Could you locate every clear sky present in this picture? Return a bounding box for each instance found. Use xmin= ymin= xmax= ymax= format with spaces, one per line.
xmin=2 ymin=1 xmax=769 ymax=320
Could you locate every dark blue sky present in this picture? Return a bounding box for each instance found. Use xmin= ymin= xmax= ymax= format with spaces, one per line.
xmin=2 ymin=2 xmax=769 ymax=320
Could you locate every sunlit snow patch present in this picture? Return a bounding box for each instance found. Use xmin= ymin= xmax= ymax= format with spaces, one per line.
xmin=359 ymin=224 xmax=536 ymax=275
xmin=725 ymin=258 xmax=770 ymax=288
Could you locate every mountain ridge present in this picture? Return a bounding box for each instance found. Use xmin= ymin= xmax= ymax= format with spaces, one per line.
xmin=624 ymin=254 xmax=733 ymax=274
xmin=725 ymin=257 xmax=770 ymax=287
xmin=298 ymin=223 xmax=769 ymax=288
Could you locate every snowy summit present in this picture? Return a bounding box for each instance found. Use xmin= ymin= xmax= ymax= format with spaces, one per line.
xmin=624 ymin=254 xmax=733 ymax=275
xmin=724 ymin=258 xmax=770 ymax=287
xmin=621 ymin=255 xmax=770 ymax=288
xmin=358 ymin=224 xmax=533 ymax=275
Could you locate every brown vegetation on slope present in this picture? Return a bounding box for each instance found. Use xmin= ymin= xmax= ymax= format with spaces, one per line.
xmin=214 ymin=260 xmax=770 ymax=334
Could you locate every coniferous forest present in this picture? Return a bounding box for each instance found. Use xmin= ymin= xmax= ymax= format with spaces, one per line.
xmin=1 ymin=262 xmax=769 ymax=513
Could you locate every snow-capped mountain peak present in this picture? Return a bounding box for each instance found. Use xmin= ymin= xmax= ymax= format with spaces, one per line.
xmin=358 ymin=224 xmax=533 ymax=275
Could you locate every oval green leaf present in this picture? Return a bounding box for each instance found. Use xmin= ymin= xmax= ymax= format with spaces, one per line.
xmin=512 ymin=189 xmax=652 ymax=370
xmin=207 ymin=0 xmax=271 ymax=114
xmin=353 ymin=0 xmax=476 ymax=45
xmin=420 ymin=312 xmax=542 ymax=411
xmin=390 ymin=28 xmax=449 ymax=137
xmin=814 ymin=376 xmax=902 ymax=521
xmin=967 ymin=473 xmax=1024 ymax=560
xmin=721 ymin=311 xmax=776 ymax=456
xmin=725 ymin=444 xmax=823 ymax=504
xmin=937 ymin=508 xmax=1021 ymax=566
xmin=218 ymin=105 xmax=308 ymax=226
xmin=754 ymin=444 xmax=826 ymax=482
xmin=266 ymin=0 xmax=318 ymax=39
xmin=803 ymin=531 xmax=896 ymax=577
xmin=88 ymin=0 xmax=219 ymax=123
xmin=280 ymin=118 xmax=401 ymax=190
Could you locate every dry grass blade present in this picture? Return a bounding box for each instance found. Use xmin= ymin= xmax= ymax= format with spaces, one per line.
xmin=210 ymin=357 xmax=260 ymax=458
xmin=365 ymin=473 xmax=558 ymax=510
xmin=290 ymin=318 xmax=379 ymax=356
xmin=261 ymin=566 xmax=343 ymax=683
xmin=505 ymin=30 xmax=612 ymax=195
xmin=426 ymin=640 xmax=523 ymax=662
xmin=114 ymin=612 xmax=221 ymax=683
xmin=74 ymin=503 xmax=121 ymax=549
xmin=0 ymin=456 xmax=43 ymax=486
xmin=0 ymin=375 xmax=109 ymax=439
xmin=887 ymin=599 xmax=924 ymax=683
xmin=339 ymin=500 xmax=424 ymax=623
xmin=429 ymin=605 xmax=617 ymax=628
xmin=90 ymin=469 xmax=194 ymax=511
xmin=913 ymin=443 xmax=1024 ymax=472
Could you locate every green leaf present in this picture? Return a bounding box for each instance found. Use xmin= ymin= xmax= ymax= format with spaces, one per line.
• • • • •
Task objective: The answer consists of every entry, returned exactly.

Result of this exercise:
Could you locate every clear sky present in this picture? Return a bounding box for each instance found. Use xmin= ymin= xmax= ymax= format with spaces, one per line.
xmin=2 ymin=1 xmax=769 ymax=320
Could you locate every dark blue sky present in this picture? Return a bounding box for each instance found. Use xmin= ymin= xmax= ymax= format with spaces, one per line.
xmin=2 ymin=2 xmax=769 ymax=320
Could you locate every sunlit snow patch present in this picture? Return a bounding box for each instance found. Use xmin= ymin= xmax= ymax= format with spaces, one per line.
xmin=359 ymin=224 xmax=536 ymax=275
xmin=725 ymin=258 xmax=770 ymax=288
Could you locate every mountain ridge present in this picture? Return a bounding box for each instance found. Use xmin= ymin= xmax= ymax= format with spaces, one per line.
xmin=624 ymin=254 xmax=733 ymax=274
xmin=725 ymin=257 xmax=770 ymax=287
xmin=298 ymin=223 xmax=769 ymax=288
Could you locate every snowy summit present in this picture? Return a bounding box for each instance found. Use xmin= ymin= xmax= ymax= format with spaces, one per line.
xmin=624 ymin=254 xmax=733 ymax=275
xmin=724 ymin=258 xmax=770 ymax=287
xmin=621 ymin=255 xmax=770 ymax=288
xmin=358 ymin=224 xmax=533 ymax=275
Could you locate every brown vegetation on slope present in this picture? Return a bounding box for each instance found. Use xmin= ymin= xmax= ymax= format with spaces, one per line.
xmin=214 ymin=260 xmax=770 ymax=334
Could you locate every coniferous forest present in this picture? Return a bounding box for each instance found. Use xmin= ymin= xmax= ymax= format with spaces, one per line.
xmin=1 ymin=262 xmax=769 ymax=513
Could you locate every snow-capped mountain peak present in this picture? Return a bounding box for each instance found. Use xmin= ymin= xmax= ymax= format with spaces, one per line.
xmin=358 ymin=224 xmax=533 ymax=275
Could you locate every oval green leaf present in this picture? Return a bounding box for each instance found. Use xmin= ymin= xmax= ymax= format with spaces, one per line.
xmin=512 ymin=189 xmax=652 ymax=370
xmin=207 ymin=0 xmax=271 ymax=114
xmin=353 ymin=0 xmax=476 ymax=45
xmin=420 ymin=312 xmax=542 ymax=411
xmin=390 ymin=28 xmax=449 ymax=137
xmin=814 ymin=376 xmax=902 ymax=521
xmin=967 ymin=473 xmax=1024 ymax=560
xmin=721 ymin=311 xmax=776 ymax=456
xmin=725 ymin=444 xmax=823 ymax=504
xmin=937 ymin=508 xmax=1021 ymax=566
xmin=218 ymin=105 xmax=308 ymax=226
xmin=754 ymin=444 xmax=826 ymax=482
xmin=266 ymin=0 xmax=318 ymax=39
xmin=803 ymin=531 xmax=896 ymax=577
xmin=88 ymin=0 xmax=219 ymax=123
xmin=280 ymin=118 xmax=401 ymax=190
Could you locate every dry grass blade present in this picture? Return a bounding box for each instance found. Use xmin= ymin= xmax= ymax= format with spaces, one per line.
xmin=210 ymin=357 xmax=260 ymax=458
xmin=365 ymin=473 xmax=558 ymax=510
xmin=290 ymin=318 xmax=379 ymax=356
xmin=261 ymin=566 xmax=343 ymax=683
xmin=505 ymin=30 xmax=612 ymax=195
xmin=426 ymin=640 xmax=523 ymax=662
xmin=114 ymin=612 xmax=221 ymax=683
xmin=74 ymin=503 xmax=121 ymax=549
xmin=0 ymin=456 xmax=43 ymax=486
xmin=0 ymin=375 xmax=109 ymax=439
xmin=887 ymin=599 xmax=924 ymax=683
xmin=339 ymin=500 xmax=424 ymax=623
xmin=429 ymin=605 xmax=617 ymax=628
xmin=90 ymin=469 xmax=194 ymax=511
xmin=913 ymin=443 xmax=1024 ymax=472
Could you locate every green leaf present in this picture? Return a bounding box for each instance found. Use xmin= ymin= xmax= ymax= format with spaces, one per line.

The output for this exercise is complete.